▶ **Set exercise 1**: Collect every line of the entries that contains the word "draw".

* start Article *

Getting rid of String slices for better ergonomy

Hey,

Wild thought, what if we wanted to get rid of string slices. Lets ignore backward compatibility in this thread. I still don’t get why String and String slices have to be separate and I’m getting tired of explaining the difference to my colleagues. To me that’s a huge ergonomy issue in the language which is not only confusing new rustaceans but also annoys me as an experienced developer because i constantly have to convert from one to the other.

String slices are different from string mostly due to where they are stored, but I am questionning whether that could have been abstracted over. Java for example, even if the problem is different there, also has two types of string, and the string slices in Rust is similar to the String pool of java, except that Java makes it almost transparent. Haskell on its side has the overloaded string extension.

From my developer perspective a string slice and a String reference are the same. The fact that they are stored diffently and its performance implications is not something I want to have to think about. (I want zero cost abstraction here!)

Forgetting backward compatibility, is there anything preventing that?

1 Like

Rust String = Java/C# StringBuilder

Rust str = Java/C# string

It’s as simple as that. Don’t over complicate it.

2 Likes

String slices are different from string mostly due to where they are stored

That's not really an important difference. The important difference is ownership. String slices are non-owned and Strings are owned. That would be true no matter where they are stored. There isn't any fundamental reason why Strings couldn't allocate themselves on the stack or in static memory, aside from the fact that it would be inefficient to do it in a coherent and safe way.

From my developer perspective a string slice and a String reference are the same.

You shouldn't use &String, because it is basically useless. String and &str are very different and that difference is important to many of us.

Lets ignore backward compatibility

I wouldn't really advise anyone to participate in a discussion premised on ignoring very real and practical concerns. It's like asking people to come to a meeting to specifically discuss inactionable decisions...

I mean, if the question is "Is it possible to make a new language with strings that act like Java's or Haskell's", then obviously the answer is yes. If it's "could we do it in Rust", then also, yes. I don't see how either of these questions are interesting for Rust unless we're discussing them in the context of maintaining Rust's backward-compatibility guarantees.

3 Likes

If backwards-compat break was an option, perhaps some renaming could help:

  • String -> StringBuf
  • &str -> &String
  • Box<str> -> String

or maybe there could be a special syntax for “owned + growable” and “borrowed + fixed” alternatives of types ([] vs Vec, Path vs PathBuf, etc).

But I’d not get rid of the concept. It still has to be explained, but it’s a useful thing to have.

Languages that try to blur the distinction between owned string and a string “view” end up with problems:

  • Tiny substring of a large string ends up keeping the large string alive. You parse a line out of a file, and the whole file still sits in memory (in languages without proper immutable references there’s added bonus of surprise modifications of memory shared by strings).
  • Or you don’t share memory between strings, and end up wastefully allocating and copying data every time you take a slice, search, etc.

* end Article *

▶ **Set exercise 2**: Write out the Rust strings thread again, starting with "Rust str = Java/C#" and going on through "many of us.", and replace "ownership" with "possession".

* start Records provided *

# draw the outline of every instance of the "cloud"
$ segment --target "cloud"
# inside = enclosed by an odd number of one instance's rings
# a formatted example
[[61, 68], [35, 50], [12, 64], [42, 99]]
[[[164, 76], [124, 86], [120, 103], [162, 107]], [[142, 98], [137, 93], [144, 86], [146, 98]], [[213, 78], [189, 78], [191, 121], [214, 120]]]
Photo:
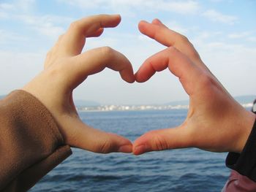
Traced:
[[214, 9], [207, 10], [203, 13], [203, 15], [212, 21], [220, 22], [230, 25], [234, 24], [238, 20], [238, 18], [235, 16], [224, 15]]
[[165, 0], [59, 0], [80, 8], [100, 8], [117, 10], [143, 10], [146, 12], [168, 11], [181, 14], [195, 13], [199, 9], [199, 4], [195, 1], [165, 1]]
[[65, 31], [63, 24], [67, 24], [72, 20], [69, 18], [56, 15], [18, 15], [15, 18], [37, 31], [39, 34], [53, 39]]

* end Records provided *
* start Records provided *

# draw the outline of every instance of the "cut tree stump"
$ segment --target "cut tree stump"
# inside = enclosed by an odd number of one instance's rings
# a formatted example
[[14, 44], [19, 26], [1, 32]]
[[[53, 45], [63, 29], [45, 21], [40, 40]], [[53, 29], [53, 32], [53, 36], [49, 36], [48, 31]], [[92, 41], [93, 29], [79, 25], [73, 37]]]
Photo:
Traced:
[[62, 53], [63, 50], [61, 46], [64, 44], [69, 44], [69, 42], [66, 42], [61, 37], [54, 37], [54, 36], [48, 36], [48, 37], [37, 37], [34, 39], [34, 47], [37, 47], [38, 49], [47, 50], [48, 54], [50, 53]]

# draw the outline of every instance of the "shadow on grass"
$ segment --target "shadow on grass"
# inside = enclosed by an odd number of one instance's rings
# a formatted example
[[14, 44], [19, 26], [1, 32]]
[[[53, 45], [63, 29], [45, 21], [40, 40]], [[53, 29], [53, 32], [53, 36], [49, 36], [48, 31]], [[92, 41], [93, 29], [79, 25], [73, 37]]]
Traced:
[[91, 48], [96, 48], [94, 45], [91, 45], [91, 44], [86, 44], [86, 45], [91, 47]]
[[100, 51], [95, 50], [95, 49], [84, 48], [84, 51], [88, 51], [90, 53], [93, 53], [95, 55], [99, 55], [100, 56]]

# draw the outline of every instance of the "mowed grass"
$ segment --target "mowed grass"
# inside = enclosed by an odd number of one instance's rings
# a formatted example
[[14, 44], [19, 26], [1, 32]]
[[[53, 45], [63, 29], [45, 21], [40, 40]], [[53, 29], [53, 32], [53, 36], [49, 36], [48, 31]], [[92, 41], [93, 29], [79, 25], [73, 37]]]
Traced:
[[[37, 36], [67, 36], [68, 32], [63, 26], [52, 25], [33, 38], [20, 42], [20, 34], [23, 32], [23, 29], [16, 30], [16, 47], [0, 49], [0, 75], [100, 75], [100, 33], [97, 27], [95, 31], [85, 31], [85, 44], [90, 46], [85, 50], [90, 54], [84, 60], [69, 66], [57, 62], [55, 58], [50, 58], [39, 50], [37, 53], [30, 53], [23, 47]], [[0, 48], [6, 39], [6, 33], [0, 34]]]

* end Records provided *

▶ **Task output 1**:
# draw the outline of every instance of the "cloud"
# draw the outline of every instance of the "cut tree stump"
# draw the outline of every instance of the "shadow on grass"
# draw the outline of every instance of the "mowed grass"

▶ **Task output 2**:
Rust str = Java/C# string

It’s as simple as that. Don’t over complicate it.

2 Likes

String slices are different from string mostly due to where they are stored

That's not really an important difference. The important difference is possession. String slices are non-owned and Strings are owned. That would be true no matter where they are stored. There isn't any fundamental reason why Strings couldn't allocate themselves on the stack or in static memory, aside from the fact that it would be inefficient to do it in a coherent and safe way.

From my developer perspective a string slice and a String reference are the same.

You shouldn't use &String, because it is basically useless. String and &str are very different and that difference is important to many of us.